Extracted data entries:
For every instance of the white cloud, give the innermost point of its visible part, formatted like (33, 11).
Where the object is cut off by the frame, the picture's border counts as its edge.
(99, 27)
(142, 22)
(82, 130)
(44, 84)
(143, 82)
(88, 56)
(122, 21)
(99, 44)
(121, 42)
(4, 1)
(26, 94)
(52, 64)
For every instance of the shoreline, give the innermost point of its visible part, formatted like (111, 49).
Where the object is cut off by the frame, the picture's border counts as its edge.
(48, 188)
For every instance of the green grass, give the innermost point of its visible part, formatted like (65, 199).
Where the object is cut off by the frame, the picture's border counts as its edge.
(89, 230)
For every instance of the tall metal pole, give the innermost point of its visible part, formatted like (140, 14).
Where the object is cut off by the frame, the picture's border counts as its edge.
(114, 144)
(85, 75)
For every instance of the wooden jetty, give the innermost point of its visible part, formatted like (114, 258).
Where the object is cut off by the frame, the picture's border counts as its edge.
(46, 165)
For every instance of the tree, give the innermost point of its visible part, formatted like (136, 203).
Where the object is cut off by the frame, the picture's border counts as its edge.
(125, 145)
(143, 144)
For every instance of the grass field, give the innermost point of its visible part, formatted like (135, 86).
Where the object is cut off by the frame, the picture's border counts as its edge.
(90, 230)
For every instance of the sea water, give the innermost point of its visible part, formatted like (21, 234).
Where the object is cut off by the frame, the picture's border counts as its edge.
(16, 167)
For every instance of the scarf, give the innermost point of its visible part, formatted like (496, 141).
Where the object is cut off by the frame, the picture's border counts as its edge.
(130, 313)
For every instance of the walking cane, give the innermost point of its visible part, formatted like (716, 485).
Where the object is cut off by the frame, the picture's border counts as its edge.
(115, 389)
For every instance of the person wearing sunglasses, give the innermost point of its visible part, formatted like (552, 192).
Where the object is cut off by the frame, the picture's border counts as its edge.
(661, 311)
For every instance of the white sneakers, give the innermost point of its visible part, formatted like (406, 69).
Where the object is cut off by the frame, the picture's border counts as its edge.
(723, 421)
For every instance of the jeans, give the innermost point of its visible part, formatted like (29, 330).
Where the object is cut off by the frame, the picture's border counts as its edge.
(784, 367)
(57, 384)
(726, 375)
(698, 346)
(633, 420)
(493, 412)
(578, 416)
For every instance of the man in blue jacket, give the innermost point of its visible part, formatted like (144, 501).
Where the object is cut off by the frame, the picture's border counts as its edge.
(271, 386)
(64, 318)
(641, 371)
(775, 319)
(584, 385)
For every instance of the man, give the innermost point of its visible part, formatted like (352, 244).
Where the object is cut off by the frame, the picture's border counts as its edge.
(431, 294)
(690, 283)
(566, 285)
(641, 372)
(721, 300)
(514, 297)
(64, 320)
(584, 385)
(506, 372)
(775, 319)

■ REQUIRED ACTION: Restate the full data above, keeping each word intact.

■ EXERCISE ANSWER:
For every instance of the white cloud, give the innermost point of its visible part, formatted like (33, 11).
Where the object is cut off by the frame, the picture's border counts as its edge.
(99, 27)
(142, 22)
(82, 130)
(44, 84)
(143, 82)
(88, 56)
(122, 21)
(99, 44)
(121, 42)
(4, 1)
(26, 94)
(52, 64)
For every instance of the shoreline, give the innermost point of its visible part, formatted like (111, 49).
Where the object is cut off by the frame, the picture's border counts as its edge.
(48, 188)
For every instance of the green grass, give the innermost point of its visible part, formatted like (65, 199).
Where the object is cut off by the frame, the picture's border counts as its edge.
(89, 230)
For every instance of the tall metal pole, give the innermost point of its visible part, formatted like (140, 14).
Where the object is cut off by the frame, the picture's border counts as its edge.
(114, 144)
(85, 75)
For every instance of the wooden jetty, give the innermost point of its visible part, formatted like (114, 258).
Where the object is cut off by the frame, the picture's border counts as its edge.
(46, 165)
For every instance of the tree, give the innermost point of its visible part, formatted like (136, 203).
Where the object is cut off by the frame, the picture's border counts as its edge.
(125, 145)
(143, 144)
For every instance of the grass field, give the innermost point of its visible part, formatted like (135, 86).
Where the object is cut off by the frame, the picture's border counts as its edge.
(90, 230)
For every instance of the sea water, give the innermost point of its visible part, formatted like (21, 234).
Where the object is cut off by the frame, the picture's border counts as its edge.
(16, 167)
For every instance of the scarf, give the innermost point of its visible part, formatted like (496, 141).
Where the object is cut off by the frame, the picture's border counts as its edge.
(130, 313)
For every instance of the walking cane, give the innermost point of its visible part, formatted like (716, 485).
Where the object is cut off by the frame, the picture's border counts as its edge.
(115, 389)
For every instance of the person wearing sunglasses, give the innermost point of its visible part, formatted like (552, 192).
Where the object is cut off by the frame, the picture's border counts as its edge.
(661, 311)
For every instance of the white sneakers, give the innermost point of its visible part, formatted like (406, 69).
Where the object is cut off by the frame, the picture's border counts as its edge.
(723, 421)
For every instance of the jeans, give the innermost point of its visible part, formatted like (29, 330).
Where the object is cut off by the frame, the picture's border counts as its edge.
(784, 367)
(57, 384)
(726, 375)
(698, 346)
(633, 420)
(493, 412)
(578, 416)
For every instance of the man in blue jacket, give the innermost point of its visible part, formatted like (144, 501).
Where the object is cut off by the frame, the picture's border counts as its edge.
(271, 386)
(64, 318)
(641, 371)
(775, 319)
(584, 385)
For every instance of the man, give the innermost point of its visible part, formatted like (352, 244).
Where the object is cut off by the frame, the picture's border counts as its edge.
(431, 294)
(690, 283)
(566, 285)
(641, 372)
(721, 300)
(514, 297)
(64, 320)
(584, 385)
(506, 372)
(775, 319)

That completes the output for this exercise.